### ИСХОДНЫЙ ТЕКСТ:
В действительной жизни, если хотят хорошо узнать какого-нибудь человека, то расспрашивают на месте его жительства об его образе жизни и привычках, об его друзьях и знакомых, – точно так должно поступать и в нашем деле. Ты получил роль и, чтобы узнать, что это за птица, должен спросить у пьесы, и она непременно даст тебе удовлетворительный ответ. Читая роль, всеми силами старайся заставить себя так думать и чувствовать, как думает и чувствует тот, кого ты должен представлять; старайся, так сказать, разжевать и проглотить всю роль, чтобы она вошла тебе в плоть и кровь. Достигнешь этого – и у тебя сами родятся и истинные звуки голоса, и верные жесты, а без этого, как ты ни фокусничай, каких пружин ни подводи, а все будет дело дрянь. Публику не надуешь: она сейчас увидит, что ты ее морочишь и совсем того не чувствуешь, что говоришь.

Помня, что на сцене нет совершенного молчания, кроме исключительных случаев, когда этого требует сама пьеса. Когда тебе говорят, ты слушаешь, но не молчишь. Нет, на каждое услышанное слово ты должен отвечать своим взглядом, каждой чертой лица, всем твоим существом; у тебя тут должна быть нежная игра, которая бывает красноречивее самых слов, и сохрани тебя бог взглянуть в это время без причины в сторону или посмотреть на какой-нибудь посторонний предмет, – тогда все пропало. Этот взгляд в одну минуту убьет в тебе живого человека, вычеркнет тебя из действующих лиц пьесы, и тебя надо будет сейчас же, как ненужную дрянь, выкинуть вон».

В длинном письме к своему ученику, актеру С. Шуйскому, Щепкин дает еще целый ряд советов, которые раскрывают тот путь изучения природы, по которому шел в своем искусстве Михаил Семенович:

«Всегда имей в виду натуру; влазь, так сказать, в кожу действующего лица. Изучай хорошенько его особенные идеи, если они есть, и даже не упускай из виду общество его прошедшей жизни.

Помни, что совершенство не дано человеку, но, занимаясь добросовестно, ты будешь к нему приближаться настолько, насколько природа дала тебе средств.

Следи неусыпно за собой, пусть публика тобой довольна, но сам себе будь строже ее.

Старайся быть в обществе – сколько позволит время, изучай человека в массе».

Восхищенный мастерством французской трагической актрисы Рашели, Щепкин говорил, что и русским актерам можно было бы достичь ее искусства: «только бы нам дожить до добросовестного изучения, а то нас лень одолевает».

### УСЛОВИЕ ЗАДАНИЯ:
Кому, согласно исходному тексту о Щепкине, было адресовано длинное письмо с советами? Приведённый ниже материал здесь не нужен.

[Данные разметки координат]
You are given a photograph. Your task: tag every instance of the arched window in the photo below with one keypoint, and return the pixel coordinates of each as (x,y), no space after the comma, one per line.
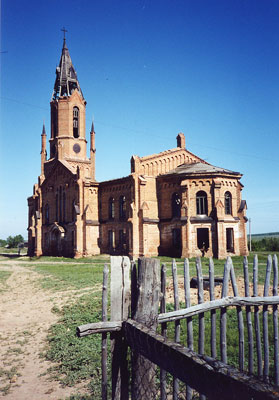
(76,122)
(111,208)
(46,214)
(201,201)
(228,203)
(56,206)
(122,207)
(73,211)
(176,205)
(64,206)
(60,204)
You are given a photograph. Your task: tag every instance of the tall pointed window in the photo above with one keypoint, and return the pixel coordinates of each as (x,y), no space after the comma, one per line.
(111,208)
(201,200)
(175,205)
(76,122)
(64,206)
(56,206)
(60,205)
(46,214)
(122,207)
(228,203)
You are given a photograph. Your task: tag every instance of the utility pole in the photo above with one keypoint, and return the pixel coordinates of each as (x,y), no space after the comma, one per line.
(250,240)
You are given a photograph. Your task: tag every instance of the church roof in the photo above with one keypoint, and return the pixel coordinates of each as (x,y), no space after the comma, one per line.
(199,169)
(66,77)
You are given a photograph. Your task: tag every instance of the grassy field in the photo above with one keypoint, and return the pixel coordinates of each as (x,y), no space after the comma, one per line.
(76,360)
(260,236)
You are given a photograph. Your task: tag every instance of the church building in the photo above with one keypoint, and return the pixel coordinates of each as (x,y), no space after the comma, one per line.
(172,203)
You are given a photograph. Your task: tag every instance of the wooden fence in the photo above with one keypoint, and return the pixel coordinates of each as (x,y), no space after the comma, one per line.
(174,355)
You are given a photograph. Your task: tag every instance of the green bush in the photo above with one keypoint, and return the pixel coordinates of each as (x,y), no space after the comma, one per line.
(266,244)
(13,241)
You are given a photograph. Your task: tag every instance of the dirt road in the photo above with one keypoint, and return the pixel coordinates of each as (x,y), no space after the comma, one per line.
(25,317)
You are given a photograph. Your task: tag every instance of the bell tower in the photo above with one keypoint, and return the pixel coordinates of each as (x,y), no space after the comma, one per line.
(68,135)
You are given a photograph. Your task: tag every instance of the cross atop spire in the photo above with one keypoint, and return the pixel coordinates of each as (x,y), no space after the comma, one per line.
(64,30)
(66,77)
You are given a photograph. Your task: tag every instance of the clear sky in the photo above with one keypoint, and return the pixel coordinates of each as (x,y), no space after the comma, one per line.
(148,69)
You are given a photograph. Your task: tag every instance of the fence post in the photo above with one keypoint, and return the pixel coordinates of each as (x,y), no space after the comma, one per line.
(120,302)
(145,312)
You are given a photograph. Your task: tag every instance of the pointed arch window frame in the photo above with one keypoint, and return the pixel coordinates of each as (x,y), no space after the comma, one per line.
(228,203)
(76,118)
(201,203)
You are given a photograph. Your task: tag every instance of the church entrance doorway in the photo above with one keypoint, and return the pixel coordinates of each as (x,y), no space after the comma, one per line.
(203,239)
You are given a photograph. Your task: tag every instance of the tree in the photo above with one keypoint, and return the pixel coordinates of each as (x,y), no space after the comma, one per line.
(13,241)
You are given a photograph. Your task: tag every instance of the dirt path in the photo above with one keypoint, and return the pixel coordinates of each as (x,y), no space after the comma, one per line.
(25,317)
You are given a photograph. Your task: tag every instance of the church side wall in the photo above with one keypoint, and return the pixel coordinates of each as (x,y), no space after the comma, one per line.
(115,208)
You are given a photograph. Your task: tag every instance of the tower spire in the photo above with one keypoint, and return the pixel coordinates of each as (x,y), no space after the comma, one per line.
(92,151)
(43,149)
(66,77)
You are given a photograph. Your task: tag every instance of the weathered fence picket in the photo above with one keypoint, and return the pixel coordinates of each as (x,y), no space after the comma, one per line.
(257,318)
(248,318)
(265,322)
(199,372)
(163,374)
(275,321)
(190,339)
(177,323)
(147,300)
(104,335)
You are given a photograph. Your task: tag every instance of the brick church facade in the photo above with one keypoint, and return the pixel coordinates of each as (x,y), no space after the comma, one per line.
(172,203)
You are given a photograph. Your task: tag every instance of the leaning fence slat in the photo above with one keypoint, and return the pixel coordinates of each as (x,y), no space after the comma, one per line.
(190,340)
(240,323)
(275,321)
(265,321)
(163,382)
(147,305)
(177,323)
(120,300)
(104,335)
(223,312)
(216,304)
(207,375)
(248,317)
(257,318)
(201,316)
(213,312)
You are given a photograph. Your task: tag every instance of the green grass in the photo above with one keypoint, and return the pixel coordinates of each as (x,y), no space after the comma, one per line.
(83,260)
(79,359)
(67,276)
(4,275)
(219,266)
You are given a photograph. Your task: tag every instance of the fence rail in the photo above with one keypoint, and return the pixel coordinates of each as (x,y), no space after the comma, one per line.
(135,321)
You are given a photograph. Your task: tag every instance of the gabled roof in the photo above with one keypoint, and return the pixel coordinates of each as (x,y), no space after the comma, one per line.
(199,169)
(66,77)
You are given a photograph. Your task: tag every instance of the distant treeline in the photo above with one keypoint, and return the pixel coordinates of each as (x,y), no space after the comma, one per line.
(266,244)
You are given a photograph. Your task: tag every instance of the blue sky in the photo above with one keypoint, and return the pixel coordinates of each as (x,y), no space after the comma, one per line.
(148,70)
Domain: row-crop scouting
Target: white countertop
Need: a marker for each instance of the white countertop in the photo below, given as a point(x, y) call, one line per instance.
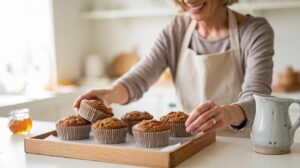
point(226, 152)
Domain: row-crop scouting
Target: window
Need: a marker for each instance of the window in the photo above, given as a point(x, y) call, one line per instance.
point(26, 46)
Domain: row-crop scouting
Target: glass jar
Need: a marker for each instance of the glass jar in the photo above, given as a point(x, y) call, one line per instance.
point(20, 121)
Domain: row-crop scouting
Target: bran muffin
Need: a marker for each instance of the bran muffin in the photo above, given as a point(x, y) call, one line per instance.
point(176, 120)
point(73, 128)
point(151, 134)
point(135, 117)
point(110, 130)
point(93, 110)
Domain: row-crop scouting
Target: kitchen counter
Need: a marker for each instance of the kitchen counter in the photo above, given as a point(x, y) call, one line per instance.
point(225, 152)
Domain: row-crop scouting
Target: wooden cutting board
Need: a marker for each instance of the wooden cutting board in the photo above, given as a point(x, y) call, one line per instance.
point(116, 154)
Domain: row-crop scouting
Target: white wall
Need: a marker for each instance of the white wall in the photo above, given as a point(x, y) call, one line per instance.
point(72, 37)
point(112, 37)
point(286, 24)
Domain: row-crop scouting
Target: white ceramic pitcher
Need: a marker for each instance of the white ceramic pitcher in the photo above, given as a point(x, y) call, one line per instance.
point(272, 130)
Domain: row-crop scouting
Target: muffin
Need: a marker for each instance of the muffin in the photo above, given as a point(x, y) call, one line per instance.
point(110, 130)
point(73, 128)
point(93, 110)
point(151, 134)
point(176, 120)
point(135, 117)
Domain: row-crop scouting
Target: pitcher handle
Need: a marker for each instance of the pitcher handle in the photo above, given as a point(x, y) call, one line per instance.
point(296, 124)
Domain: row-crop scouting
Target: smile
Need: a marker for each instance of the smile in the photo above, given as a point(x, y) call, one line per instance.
point(196, 8)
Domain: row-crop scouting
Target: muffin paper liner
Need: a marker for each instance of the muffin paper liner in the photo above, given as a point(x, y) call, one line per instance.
point(178, 130)
point(152, 139)
point(110, 136)
point(130, 125)
point(91, 114)
point(73, 132)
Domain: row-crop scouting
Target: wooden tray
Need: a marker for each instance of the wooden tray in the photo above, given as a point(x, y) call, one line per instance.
point(115, 154)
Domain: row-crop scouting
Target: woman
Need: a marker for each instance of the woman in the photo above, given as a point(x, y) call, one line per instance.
point(218, 59)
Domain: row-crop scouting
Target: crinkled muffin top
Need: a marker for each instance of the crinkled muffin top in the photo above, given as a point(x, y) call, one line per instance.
point(109, 123)
point(99, 105)
point(137, 116)
point(151, 126)
point(72, 120)
point(175, 117)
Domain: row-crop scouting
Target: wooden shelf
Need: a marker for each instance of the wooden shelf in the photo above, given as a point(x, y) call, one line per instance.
point(169, 11)
point(261, 6)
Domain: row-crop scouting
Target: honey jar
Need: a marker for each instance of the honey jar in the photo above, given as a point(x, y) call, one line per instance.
point(20, 121)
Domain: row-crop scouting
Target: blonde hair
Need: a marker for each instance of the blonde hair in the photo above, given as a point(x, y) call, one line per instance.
point(181, 7)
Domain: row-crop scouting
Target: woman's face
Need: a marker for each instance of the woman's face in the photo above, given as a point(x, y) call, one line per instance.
point(201, 10)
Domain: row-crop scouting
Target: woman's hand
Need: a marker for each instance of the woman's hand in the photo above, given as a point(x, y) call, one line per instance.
point(209, 117)
point(117, 94)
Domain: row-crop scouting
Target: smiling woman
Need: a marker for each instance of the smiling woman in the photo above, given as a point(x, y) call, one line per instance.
point(218, 59)
point(182, 5)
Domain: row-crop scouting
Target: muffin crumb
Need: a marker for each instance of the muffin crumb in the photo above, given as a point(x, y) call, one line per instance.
point(151, 126)
point(109, 123)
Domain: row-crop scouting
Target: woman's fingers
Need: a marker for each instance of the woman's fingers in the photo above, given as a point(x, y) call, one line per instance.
point(202, 119)
point(202, 108)
point(209, 124)
point(218, 125)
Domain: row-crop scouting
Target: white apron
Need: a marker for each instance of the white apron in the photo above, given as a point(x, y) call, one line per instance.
point(216, 77)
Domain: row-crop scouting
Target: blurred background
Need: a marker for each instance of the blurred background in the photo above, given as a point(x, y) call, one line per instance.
point(51, 51)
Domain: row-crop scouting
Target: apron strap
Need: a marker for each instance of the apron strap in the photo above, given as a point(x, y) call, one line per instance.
point(189, 33)
point(235, 40)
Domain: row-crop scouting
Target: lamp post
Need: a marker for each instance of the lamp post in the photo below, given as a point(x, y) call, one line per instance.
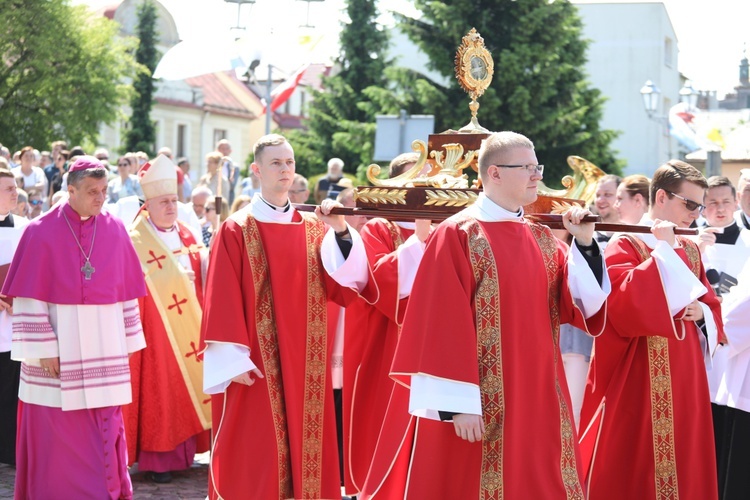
point(652, 95)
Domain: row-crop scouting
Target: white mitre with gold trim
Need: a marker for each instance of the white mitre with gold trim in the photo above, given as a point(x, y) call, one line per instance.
point(158, 177)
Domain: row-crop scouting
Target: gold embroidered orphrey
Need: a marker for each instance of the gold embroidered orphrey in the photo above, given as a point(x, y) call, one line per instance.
point(474, 70)
point(489, 354)
point(662, 411)
point(315, 357)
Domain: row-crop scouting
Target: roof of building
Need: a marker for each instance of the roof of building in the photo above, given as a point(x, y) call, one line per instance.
point(219, 97)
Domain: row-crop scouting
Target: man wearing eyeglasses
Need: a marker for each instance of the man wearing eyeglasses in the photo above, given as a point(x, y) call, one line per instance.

### РЕШЕНИЕ ЗАДАНИЯ:
Своему ученику, актеру С. Шуйскому.